- CONSIGNE -
Rassemblez en les recopiant toutes les lignes du listing ci-dessous qui contiennent le mot « beach ». La casse compte.

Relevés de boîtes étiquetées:

########################################

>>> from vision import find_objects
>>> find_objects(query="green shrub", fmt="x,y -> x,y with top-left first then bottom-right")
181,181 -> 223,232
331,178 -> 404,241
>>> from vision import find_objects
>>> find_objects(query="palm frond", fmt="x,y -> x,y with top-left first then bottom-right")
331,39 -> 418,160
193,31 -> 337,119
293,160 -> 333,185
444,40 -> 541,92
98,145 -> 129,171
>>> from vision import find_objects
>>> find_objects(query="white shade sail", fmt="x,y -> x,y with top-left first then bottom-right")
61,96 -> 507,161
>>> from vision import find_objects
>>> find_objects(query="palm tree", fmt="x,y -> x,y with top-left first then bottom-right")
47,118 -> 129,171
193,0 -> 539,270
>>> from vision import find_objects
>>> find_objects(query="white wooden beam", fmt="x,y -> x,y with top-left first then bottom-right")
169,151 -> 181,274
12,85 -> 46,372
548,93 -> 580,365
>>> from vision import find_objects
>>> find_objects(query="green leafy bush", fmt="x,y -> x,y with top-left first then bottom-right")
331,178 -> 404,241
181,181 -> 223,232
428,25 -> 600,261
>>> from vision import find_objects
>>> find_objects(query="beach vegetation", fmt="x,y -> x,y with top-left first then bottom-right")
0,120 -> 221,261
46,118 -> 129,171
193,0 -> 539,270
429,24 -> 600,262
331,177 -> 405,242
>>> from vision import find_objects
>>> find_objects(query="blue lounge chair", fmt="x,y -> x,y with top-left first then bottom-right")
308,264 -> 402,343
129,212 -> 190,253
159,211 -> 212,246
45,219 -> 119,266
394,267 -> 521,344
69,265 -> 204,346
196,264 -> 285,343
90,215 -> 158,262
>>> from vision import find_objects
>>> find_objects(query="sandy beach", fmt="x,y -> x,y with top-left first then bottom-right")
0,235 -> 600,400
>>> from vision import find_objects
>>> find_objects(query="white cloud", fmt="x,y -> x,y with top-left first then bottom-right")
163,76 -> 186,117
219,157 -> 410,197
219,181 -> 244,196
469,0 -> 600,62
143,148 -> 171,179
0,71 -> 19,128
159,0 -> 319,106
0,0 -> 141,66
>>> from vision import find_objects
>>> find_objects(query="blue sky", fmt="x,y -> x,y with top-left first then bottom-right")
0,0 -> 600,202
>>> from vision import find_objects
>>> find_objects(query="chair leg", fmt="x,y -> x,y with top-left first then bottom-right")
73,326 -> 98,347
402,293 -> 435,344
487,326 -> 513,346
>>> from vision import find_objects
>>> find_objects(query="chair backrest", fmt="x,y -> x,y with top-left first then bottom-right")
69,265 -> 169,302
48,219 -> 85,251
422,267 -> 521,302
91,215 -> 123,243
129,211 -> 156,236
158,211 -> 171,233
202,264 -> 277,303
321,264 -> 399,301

########################################

- RÉPONSE RÉDIGÉE -
>>> find_objects(query="beach vegetation", fmt="x,y -> x,y with top-left first then bottom-right")
>>> find_objects(query="sandy beach", fmt="x,y -> x,y with top-left first then bottom-right")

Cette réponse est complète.